- TASK DIRECTIONS
Recast every line of the rows below as a Markdown table with the columns No. and Text, numbering the lines in order and leaving out blank lines and pictures.

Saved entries
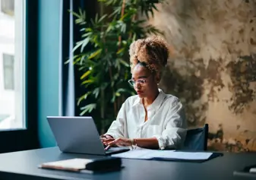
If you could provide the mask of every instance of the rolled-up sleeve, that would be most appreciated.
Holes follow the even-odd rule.
[[[182,104],[179,99],[172,103],[164,125],[162,134],[154,136],[158,140],[160,149],[182,148],[187,134],[187,123]]]
[[[112,136],[116,139],[124,137],[124,131],[126,128],[126,113],[125,113],[125,102],[122,104],[116,120],[111,124],[108,131],[105,134]]]

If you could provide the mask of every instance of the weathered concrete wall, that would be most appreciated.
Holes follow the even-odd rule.
[[[161,87],[209,124],[209,148],[256,150],[256,0],[166,1],[150,21],[174,49]]]

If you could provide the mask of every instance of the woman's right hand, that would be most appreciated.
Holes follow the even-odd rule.
[[[107,146],[106,140],[107,139],[113,139],[113,137],[108,134],[103,134],[100,136],[101,142],[103,144],[104,147]]]

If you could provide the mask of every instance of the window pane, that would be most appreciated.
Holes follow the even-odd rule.
[[[24,3],[0,0],[0,131],[26,128]]]
[[[5,90],[14,90],[14,56],[3,54],[4,88]]]

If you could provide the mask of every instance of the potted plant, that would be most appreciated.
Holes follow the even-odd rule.
[[[79,106],[84,102],[81,115],[94,112],[103,133],[116,118],[125,99],[134,94],[128,83],[131,78],[128,59],[131,43],[150,34],[163,34],[155,27],[147,24],[147,21],[153,16],[153,11],[157,11],[156,4],[163,1],[98,0],[98,2],[110,8],[111,12],[96,14],[93,19],[87,19],[86,12],[81,9],[71,12],[81,36],[74,47],[73,60],[83,72],[81,85],[86,89],[77,99]]]

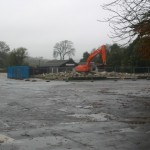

- REPLY TO THE EXERCISE
| No. | Text |
|---|---|
| 1 | If you could provide the mask of every instance of the rolled-up sleeve, that would be most appreciated. |
| 2 | Holes follow the even-odd rule. |
| 3 | [[[182,104],[179,99],[172,103],[164,125],[162,134],[154,136],[158,140],[160,149],[182,148],[187,134],[187,123]]] |
| 4 | [[[112,136],[116,139],[124,137],[124,131],[126,128],[126,113],[125,113],[125,102],[122,104],[116,120],[111,124],[108,131],[105,134]]] |
| 5 | If you could provide the mask of every instance of the weathered concrete wall, that would be most appreciated. |
| 6 | Holes follow the even-odd rule. |
| 7 | [[[161,87],[209,124],[209,148],[256,150],[256,0],[166,1],[150,21],[174,49]]] |
| 8 | If you could provide the mask of every instance of the woman's right hand, that would be most appreciated. |
| 9 | Holes follow the even-odd rule. |
| 10 | [[[107,146],[106,140],[107,139],[113,139],[113,137],[108,134],[103,134],[100,136],[101,142],[103,144],[104,147]]] |
| 11 | If you could provide the mask of every instance of the window pane, that would be most appreciated. |
| 12 | Holes follow the even-odd rule. |
| 13 | [[[24,3],[0,0],[0,131],[26,128]]] |
| 14 | [[[5,90],[14,90],[14,56],[3,54],[4,88]]] |
| 15 | If you could provide the mask of every instance of the potted plant, that would be most appreciated. |
| 16 | Holes follow the even-odd rule. |
| 17 | [[[79,106],[84,102],[81,115],[94,112],[103,133],[116,118],[125,99],[134,94],[128,83],[131,78],[128,59],[131,43],[150,34],[163,34],[155,27],[147,24],[147,21],[153,16],[153,11],[157,11],[156,4],[163,1],[98,0],[98,2],[110,8],[111,12],[96,14],[93,19],[87,19],[86,12],[81,9],[71,12],[81,36],[74,47],[73,60],[83,72],[81,85],[86,89],[77,99]]] |